Exercise objective>
Render the material from the line containing "identify the mirror" through the line containing "[[78, 547], [518, 545]]", both lines included, as a numbered list that leaves out blank lines.

** START OF Material provided **

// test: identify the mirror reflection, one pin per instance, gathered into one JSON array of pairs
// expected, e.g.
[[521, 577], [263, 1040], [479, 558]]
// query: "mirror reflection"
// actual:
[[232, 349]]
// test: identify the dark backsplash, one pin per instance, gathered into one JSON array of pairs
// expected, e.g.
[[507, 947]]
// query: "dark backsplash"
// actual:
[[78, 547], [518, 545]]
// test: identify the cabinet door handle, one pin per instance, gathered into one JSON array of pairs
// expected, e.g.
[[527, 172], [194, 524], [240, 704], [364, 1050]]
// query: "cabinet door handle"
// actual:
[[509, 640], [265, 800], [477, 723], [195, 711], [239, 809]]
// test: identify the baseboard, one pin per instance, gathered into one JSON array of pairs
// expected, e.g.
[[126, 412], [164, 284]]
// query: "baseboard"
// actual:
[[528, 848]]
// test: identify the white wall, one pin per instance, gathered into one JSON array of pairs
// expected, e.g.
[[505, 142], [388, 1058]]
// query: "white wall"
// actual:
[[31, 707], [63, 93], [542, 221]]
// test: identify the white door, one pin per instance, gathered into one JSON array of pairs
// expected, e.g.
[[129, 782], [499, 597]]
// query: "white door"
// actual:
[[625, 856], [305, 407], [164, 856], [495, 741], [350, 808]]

** END OF Material provided **
** START OF Material provided **

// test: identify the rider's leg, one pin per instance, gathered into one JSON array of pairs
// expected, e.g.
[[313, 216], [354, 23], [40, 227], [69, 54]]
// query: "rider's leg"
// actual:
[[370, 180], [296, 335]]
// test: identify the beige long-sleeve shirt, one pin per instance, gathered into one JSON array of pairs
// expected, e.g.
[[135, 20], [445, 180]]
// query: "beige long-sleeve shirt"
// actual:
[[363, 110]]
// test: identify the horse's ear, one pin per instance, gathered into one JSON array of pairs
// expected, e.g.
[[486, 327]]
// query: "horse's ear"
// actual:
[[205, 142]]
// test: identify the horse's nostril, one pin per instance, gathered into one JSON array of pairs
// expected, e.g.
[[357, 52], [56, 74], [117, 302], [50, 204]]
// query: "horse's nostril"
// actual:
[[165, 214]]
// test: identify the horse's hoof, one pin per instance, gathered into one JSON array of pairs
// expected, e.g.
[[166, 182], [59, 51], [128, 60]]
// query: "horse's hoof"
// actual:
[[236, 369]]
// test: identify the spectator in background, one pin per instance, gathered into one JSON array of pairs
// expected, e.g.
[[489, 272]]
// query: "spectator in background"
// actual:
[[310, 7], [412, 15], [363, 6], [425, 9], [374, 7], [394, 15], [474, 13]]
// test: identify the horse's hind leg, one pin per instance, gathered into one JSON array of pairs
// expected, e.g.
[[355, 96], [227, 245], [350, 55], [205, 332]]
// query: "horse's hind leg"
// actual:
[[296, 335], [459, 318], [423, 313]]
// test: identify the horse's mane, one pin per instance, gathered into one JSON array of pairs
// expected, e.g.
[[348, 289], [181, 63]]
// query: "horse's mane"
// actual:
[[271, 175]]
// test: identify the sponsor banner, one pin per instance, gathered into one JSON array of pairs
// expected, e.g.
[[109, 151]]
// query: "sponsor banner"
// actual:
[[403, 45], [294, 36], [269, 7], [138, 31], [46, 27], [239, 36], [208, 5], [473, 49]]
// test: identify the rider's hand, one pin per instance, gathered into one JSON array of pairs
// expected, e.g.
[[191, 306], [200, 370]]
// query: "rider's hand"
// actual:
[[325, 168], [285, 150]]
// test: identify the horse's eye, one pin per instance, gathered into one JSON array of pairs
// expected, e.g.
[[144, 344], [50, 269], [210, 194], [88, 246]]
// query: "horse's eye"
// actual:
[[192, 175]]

** END OF Material provided **
** START OF Material provided **

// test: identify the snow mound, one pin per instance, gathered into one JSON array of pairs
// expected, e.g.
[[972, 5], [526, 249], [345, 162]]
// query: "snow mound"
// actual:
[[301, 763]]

** END OF Material provided **

Output below>
1. // test: identify the mirror reflection, one pin per instance, gathered into one JSON array of pairs
2. // expected, e.g.
3. [[521, 577], [263, 1040], [479, 558]]
4. // query: "mirror reflection"
5. // actual:
6. [[232, 349]]
7. // test: identify the dark backsplash, one pin per instance, gathered into one JSON array of pairs
8. // expected, e.g.
9. [[507, 947]]
10. // query: "dark backsplash"
11. // actual:
12. [[78, 547], [518, 545]]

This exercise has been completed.